[Task objective]: Each line from the one containing "like [[506, 241]]." through the last line of the records is to be repeated exactly, with all pictures left out.

[Supplied data]:
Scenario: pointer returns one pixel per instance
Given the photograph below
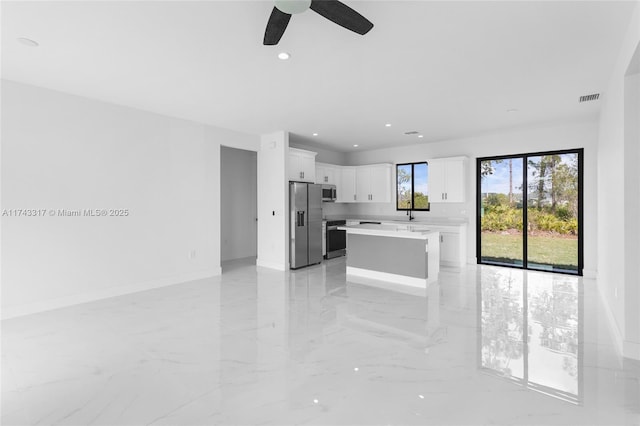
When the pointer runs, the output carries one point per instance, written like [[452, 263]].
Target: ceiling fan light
[[293, 6]]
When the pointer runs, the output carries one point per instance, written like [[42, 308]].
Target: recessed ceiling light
[[28, 42]]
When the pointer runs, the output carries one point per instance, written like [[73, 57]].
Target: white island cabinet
[[400, 254]]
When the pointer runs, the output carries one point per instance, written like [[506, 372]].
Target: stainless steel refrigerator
[[305, 209]]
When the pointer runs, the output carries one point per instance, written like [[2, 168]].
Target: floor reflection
[[530, 330]]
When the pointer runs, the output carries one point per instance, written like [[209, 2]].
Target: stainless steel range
[[336, 239]]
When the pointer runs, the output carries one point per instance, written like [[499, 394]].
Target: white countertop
[[402, 219], [420, 232]]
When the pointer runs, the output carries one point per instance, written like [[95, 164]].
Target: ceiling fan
[[333, 10]]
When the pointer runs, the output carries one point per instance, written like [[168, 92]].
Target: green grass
[[562, 253]]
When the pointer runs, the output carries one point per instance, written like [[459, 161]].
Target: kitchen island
[[401, 254]]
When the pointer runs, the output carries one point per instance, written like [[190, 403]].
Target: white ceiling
[[445, 69]]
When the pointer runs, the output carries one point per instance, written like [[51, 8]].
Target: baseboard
[[632, 350], [77, 299], [611, 321], [271, 265]]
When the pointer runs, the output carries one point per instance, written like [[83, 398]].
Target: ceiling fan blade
[[278, 22], [342, 15]]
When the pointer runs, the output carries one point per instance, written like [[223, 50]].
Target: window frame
[[525, 218], [412, 186]]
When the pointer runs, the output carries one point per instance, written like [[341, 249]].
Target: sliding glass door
[[530, 211]]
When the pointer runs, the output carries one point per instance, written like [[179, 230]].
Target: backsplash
[[460, 210]]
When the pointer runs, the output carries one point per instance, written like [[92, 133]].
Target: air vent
[[587, 98]]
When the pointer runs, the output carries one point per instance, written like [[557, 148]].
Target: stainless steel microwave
[[328, 193]]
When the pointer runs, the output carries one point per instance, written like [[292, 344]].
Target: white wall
[[238, 203], [617, 283], [273, 201], [555, 136], [324, 155], [66, 152]]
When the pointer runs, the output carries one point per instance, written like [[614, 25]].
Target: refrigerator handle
[[300, 218]]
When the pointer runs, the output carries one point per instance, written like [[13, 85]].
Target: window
[[529, 211], [411, 188]]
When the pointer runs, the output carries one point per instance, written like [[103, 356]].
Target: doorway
[[529, 211], [238, 206]]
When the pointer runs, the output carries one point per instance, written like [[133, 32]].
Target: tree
[[486, 167], [543, 170], [404, 191]]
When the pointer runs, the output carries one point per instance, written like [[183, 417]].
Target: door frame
[[525, 203]]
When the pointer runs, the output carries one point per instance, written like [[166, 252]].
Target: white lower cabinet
[[453, 245], [453, 242]]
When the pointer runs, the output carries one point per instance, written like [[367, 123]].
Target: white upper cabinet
[[381, 183], [302, 165], [447, 180], [373, 183], [328, 174], [346, 189]]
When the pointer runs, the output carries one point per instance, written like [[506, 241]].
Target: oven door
[[336, 242]]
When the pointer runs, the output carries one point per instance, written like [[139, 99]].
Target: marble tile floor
[[484, 345]]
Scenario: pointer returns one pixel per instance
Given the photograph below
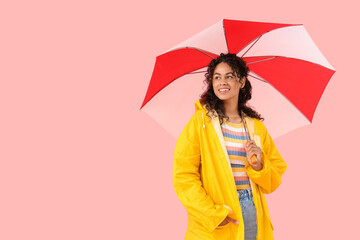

[Response below]:
When the pointer runs, the output carries one point per instance, written like [[506, 241]].
Target: oven door
[[336, 242]]
When the pointer runs, the output carries one point per instance, written like [[139, 99]].
Target: marble tile floor
[[484, 345]]
Scenario: pointer returns one pixel per instance
Given the photograph below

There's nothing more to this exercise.